• **DOCUMENT EXTRACT**
....................

Supervisory Criminal Investigator
Drug Enforcement Administration
Baton Rouge, Louisiana
Rescued 90 seniors who had been abandoned in an assisted living facility after Hurricane Katrina.
When you work for the U.S. Drug Enforcement Administration (DEA), you learn to expect the unexpected. But it would have been impossible to foresee some of the crises that DEA agents would have to confront in the wake of Hurricane Katrina, in particular the scene they uncovered at a flooded assisted living facility. Fortunately, Kevin Harrison and his team were up to every challenge they found, and their heroism in this one situation alone saved the lives of 90 hurricane victims.
DEA special agents were among the first federal law enforcement officers on the ground to help with relief and cleanup efforts, and the agency played a key role in the rescue of more than 3,000 survivors. Few of the DEA’s rescue efforts were more dramatic than the one that took place at a Louisiana assisted living facility.
When Kevin Harrison’s team of DEA agents arrived, they were shocked to find 90 elderly residents who had been abandoned by all of their caretakers except one—a young lady who worked as a nurse’s aid. Realizing these victims were too weak to be transported, a team of five DEA agents and local sheriff’s deputies retreated from the facility to formulate a rescue plan.

....................

• **TASK REQUIREMENTS**
1. Retype everything in the Hurricane Katrina rescue text from "When you work" down to "Louisiana assisted living facility.".
2. In the Hurricane Katrina rescue text, who was the only caretaker still with the 90 elderly residents when the DEA team arrived?

• **STORED DATA**
....................

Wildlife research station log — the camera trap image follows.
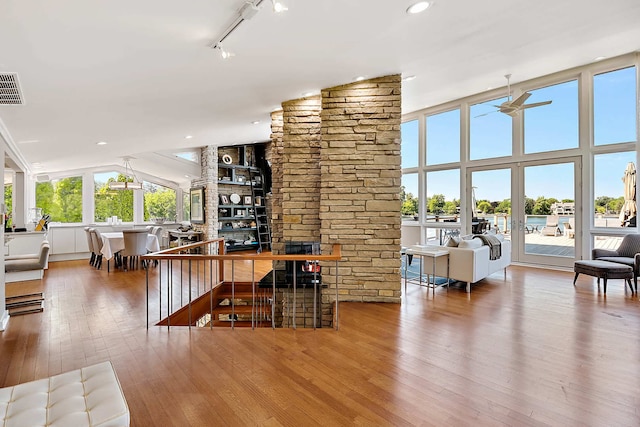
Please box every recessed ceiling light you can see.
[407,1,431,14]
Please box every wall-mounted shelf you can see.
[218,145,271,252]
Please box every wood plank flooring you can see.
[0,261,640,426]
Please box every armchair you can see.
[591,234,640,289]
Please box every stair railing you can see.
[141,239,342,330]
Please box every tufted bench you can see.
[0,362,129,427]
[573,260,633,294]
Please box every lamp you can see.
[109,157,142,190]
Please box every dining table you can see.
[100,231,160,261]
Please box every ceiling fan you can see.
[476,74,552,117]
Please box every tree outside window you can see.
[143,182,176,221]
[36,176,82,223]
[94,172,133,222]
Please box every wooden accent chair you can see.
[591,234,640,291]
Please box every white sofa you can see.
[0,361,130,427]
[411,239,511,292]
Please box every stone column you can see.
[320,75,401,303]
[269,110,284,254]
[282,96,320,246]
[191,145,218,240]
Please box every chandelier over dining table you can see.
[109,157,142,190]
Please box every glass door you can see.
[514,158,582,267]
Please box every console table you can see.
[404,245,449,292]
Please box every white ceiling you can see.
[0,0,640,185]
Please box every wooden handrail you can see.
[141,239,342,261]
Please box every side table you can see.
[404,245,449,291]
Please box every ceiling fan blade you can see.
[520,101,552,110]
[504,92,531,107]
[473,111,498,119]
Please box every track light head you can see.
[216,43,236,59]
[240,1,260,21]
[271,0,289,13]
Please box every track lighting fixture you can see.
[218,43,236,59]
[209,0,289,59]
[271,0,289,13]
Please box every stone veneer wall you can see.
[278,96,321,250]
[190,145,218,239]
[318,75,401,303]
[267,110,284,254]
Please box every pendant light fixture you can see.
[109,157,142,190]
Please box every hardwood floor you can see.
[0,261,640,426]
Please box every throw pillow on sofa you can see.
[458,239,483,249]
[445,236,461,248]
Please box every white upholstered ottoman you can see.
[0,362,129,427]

....................

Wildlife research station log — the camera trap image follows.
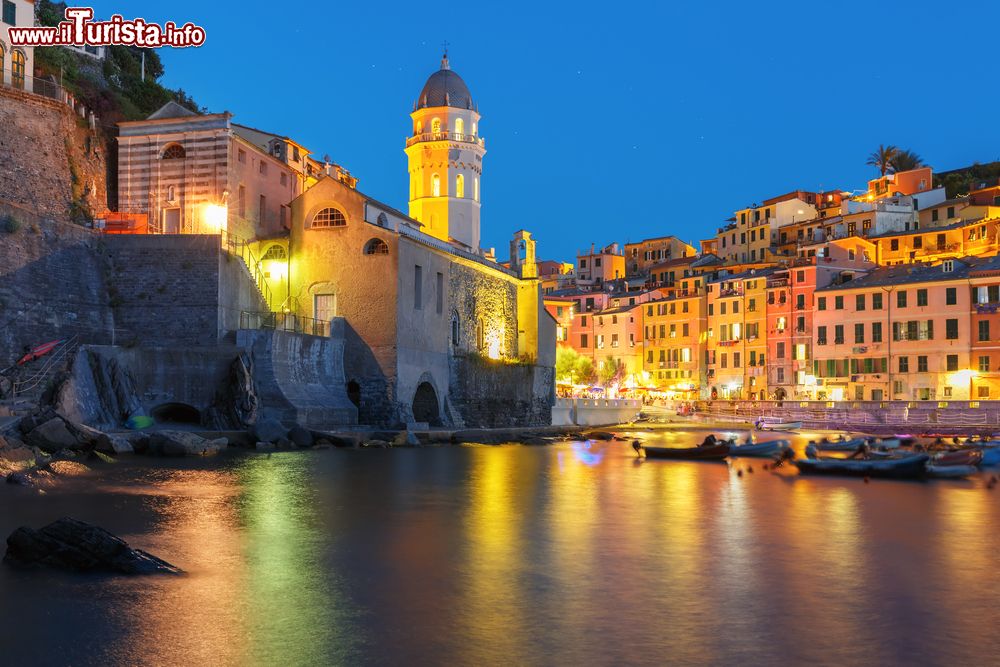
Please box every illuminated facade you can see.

....................

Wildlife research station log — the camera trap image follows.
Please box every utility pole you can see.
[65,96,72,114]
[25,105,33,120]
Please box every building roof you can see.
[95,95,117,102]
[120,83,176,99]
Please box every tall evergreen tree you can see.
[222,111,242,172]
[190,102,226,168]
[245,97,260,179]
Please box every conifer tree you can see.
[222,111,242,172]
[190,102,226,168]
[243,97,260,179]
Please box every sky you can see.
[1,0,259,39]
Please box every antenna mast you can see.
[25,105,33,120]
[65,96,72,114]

....................

• **ANSWERS GIVEN**
1.
When you work for the U.S. Drug Enforcement Administration (DEA), you learn to expect the unexpected. But it would have been impossible to foresee some of the crises that DEA agents would have to confront in the wake of Hurricane Katrina, in particular the scene they uncovered at a flooded assisted living facility. Fortunately, Kevin Harrison and his team were up to every challenge they found, and their heroism in this one situation alone saved the lives of 90 hurricane victims.
DEA special agents were among the first federal law enforcement officers on the ground to help with relief and cleanup efforts, and the agency played a key role in the rescue of more than 3,000 survivors. Few of the DEA’s rescue efforts were more dramatic than the one that took place at a Louisiana assisted living facility.

2. A young lady who worked as a nurse's aid.